Can you restate the records below word for word?

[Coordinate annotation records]
******************************

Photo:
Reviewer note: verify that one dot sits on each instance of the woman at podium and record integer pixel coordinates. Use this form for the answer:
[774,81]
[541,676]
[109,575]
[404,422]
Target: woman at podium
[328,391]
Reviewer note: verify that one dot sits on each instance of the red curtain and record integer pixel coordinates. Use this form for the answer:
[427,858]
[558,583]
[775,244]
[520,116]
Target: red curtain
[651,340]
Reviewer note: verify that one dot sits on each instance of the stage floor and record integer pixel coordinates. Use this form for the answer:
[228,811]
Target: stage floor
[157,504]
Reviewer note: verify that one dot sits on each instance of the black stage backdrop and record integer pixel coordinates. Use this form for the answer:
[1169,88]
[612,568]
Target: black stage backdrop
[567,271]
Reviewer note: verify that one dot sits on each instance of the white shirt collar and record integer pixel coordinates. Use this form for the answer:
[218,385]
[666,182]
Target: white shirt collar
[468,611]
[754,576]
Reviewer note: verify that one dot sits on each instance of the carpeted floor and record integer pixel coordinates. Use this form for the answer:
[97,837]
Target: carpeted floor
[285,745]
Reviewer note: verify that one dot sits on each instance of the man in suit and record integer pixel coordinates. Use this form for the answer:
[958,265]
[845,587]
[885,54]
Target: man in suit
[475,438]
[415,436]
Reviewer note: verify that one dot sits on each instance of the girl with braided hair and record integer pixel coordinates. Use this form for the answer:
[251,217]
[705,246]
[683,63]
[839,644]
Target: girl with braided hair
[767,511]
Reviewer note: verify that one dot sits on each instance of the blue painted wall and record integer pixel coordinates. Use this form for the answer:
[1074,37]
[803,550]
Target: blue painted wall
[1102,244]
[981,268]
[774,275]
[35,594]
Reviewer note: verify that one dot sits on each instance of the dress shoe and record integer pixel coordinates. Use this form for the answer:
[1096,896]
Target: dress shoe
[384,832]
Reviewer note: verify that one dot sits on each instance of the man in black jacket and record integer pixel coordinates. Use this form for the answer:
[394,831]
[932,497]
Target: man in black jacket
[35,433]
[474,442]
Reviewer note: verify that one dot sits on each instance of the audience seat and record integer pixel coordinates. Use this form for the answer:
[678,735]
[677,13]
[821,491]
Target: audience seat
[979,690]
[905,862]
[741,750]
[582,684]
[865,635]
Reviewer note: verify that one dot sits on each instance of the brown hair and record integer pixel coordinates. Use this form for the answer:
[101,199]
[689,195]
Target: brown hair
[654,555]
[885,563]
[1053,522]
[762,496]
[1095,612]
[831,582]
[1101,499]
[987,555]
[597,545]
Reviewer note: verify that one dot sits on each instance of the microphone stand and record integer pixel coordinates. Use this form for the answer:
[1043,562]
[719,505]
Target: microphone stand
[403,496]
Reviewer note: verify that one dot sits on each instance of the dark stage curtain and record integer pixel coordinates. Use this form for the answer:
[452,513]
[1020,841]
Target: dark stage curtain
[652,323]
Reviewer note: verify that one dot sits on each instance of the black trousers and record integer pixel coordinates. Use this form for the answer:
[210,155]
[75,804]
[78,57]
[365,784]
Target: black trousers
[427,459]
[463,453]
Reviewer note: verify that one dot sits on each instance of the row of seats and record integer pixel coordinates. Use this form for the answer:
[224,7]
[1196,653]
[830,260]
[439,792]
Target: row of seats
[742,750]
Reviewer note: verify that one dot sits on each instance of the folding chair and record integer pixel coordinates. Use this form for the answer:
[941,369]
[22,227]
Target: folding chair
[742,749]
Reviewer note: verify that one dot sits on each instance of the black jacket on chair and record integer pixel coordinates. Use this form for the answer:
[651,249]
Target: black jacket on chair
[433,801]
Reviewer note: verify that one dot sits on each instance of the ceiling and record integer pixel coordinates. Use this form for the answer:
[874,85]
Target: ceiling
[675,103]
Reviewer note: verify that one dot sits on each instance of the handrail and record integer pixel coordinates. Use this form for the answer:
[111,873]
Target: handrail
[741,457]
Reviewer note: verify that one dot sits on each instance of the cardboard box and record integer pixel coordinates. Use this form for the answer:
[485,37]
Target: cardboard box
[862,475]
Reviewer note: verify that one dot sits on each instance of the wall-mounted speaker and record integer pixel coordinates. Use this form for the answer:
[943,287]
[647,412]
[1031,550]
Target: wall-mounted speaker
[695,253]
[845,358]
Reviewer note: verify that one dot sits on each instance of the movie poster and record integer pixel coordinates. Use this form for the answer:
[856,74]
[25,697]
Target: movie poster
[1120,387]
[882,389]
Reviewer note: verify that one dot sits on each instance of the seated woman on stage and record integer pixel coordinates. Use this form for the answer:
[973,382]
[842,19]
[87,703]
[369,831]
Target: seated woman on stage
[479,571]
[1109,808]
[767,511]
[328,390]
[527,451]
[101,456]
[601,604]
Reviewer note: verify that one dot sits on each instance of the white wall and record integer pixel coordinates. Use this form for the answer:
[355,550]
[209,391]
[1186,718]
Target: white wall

******************************

**Output:**
Photo:
Reviewer note: verify that one dot sits on each instance of the woman at podium and record integer pixel coordinates. Use this form for the answer:
[774,81]
[541,676]
[109,575]
[404,422]
Target: woman at podium
[328,391]
Reviewer note: verify that one dot sits on each instance of the red curtain and record integer pixel coordinates. Use this form for the answer:
[427,858]
[558,583]
[775,244]
[520,116]
Target: red curtain
[651,340]
Reviewer note: verify that one dot sits on each instance of the stage floor and record integer pixel coordinates. Use this form for the answer:
[228,811]
Target: stage floor
[157,504]
Reviewer note: verify that one dot sits on each instance of the black stage backdrop and record integer pixel coordinates. Use this form for the answer:
[1169,88]
[612,568]
Target: black stage backdrop
[567,271]
Reviewer note: verify that one dot sits on each instance of the white shirt collar and record integer pixel coordinates. Use this form for the answer:
[218,385]
[666,182]
Target: white shirt collar
[468,611]
[754,576]
Reviewer note: verify that one dot sits on each instance of the carpeted floor and record integer pixel coordinates. Use this form for the answer:
[97,837]
Target: carpeted floor
[285,745]
Reviewer note: verify that one dot sits on each instance of the man in suit and record integer pixel coordinates. Use this form for the answer:
[958,265]
[845,587]
[885,54]
Target: man in suit
[475,438]
[415,436]
Reviewer note: verify that one dot sits on each instance of the girl with braided hair and record integer pixel coordinates. Use this form for the answer:
[251,217]
[705,246]
[683,63]
[839,644]
Target: girl with braided hair
[767,511]
Reviewer note: verify that one dot sits on each instance of the blue painted wall and record integer pixel coordinates. Use this form for the answer:
[1074,37]
[803,550]
Target: blue painted wall
[1102,244]
[981,268]
[774,275]
[35,594]
Reviewer note: verify that one dot sits on each instance of the dress shoe and record integer pixel coordinates. Use this form for the answer:
[1096,896]
Target: dress shoe
[384,832]
Reviewer note: verify that one dot sits on each instance of the man in black jacket and record integer pixel coordinates. Use this form for the answer:
[394,831]
[932,497]
Target: man in black jacket
[35,433]
[474,442]
Reviewer note: verify that one dot sits on each instance of the audience seat and record integer pixel coordinates. Use this form for the answer:
[678,735]
[677,13]
[821,491]
Target: audience seat
[979,690]
[905,862]
[741,750]
[582,684]
[865,635]
Reviewer note: verify that one dot sits on each instance of the brown hair and record integer pixel coordinates. Use this form for the answer:
[101,199]
[689,195]
Target: brown hair
[654,555]
[885,563]
[1053,522]
[762,496]
[1095,612]
[831,582]
[1101,499]
[987,555]
[597,545]
Reviewer note: verify that one dot sits on each instance of the microphone stand and record integer pixel coordinates. Use this form for the answer:
[1043,562]
[719,505]
Target: microphone stand
[403,496]
Reviewer note: verify that one dot sits on each instance of the dark stage curtain and record integer pixel coordinates. Use this form for the answer:
[452,513]
[1020,841]
Target: dark stage curtain
[652,323]
Reviewer note: verify that one dot sits on each instance of the black trousers and record integer pixel coordinates. Use this form for the answer:
[210,155]
[75,804]
[78,57]
[365,784]
Target: black trousers
[427,459]
[463,453]
Reviewer note: verify that one dot sits on each instance of the row of seats and record integer pixel coordinates. Use this form for the answer:
[224,7]
[1196,653]
[830,260]
[439,792]
Target: row of seats
[742,750]
Reviewer note: verify that one dot sits on each instance of the folding chair and record integer pixel coordinates. Use this form for the answer:
[941,369]
[22,227]
Target: folding chair
[742,749]
Reviewer note: verify that one dot sits on each instance of the black jacket on chair and record integer pixel coordinates. Use this form for the answer:
[651,249]
Target: black jacket on chair
[433,801]
Reviewer note: verify that one dot sits on each instance of the ceiling and record integer pixel coordinates. Use this form for the answer:
[874,85]
Target: ceiling
[675,103]
Reviewer note: verify that one dot sits on each instance of the handrail and record integer pixel coordinates. Use this form for the answer:
[111,873]
Target: handrail
[741,457]
Reviewer note: verify that one dot sits on each instance of the cardboard box and record integer pixel coordinates. Use this form for the answer:
[485,37]
Target: cardboard box
[862,475]
Reviewer note: verify that one dot sits on each instance of the wall-mounted speaker and record integer pixel coordinates. Use this form for the answer:
[943,287]
[647,412]
[1031,550]
Target: wall-mounted speaker
[695,253]
[845,358]
Reviewer note: verify that one dot sits on each instance of the movie poster and record integer pixel coordinates. Use this form for the answer:
[856,74]
[25,697]
Target: movie poster
[1120,387]
[882,389]
Reviewer note: verify that one dot sits on each instance of the seated woman on stage and record integer pixel coordinates. Use this form for the answer:
[973,382]
[842,19]
[87,703]
[369,831]
Target: seated woman on stage
[479,571]
[1109,808]
[767,511]
[328,390]
[527,451]
[101,456]
[601,604]
Reviewer note: verify that one dot sits on each instance of the white wall and record integer pixel coordinates. Use this form for the answer:
[355,550]
[209,391]
[1186,718]
Target: white wall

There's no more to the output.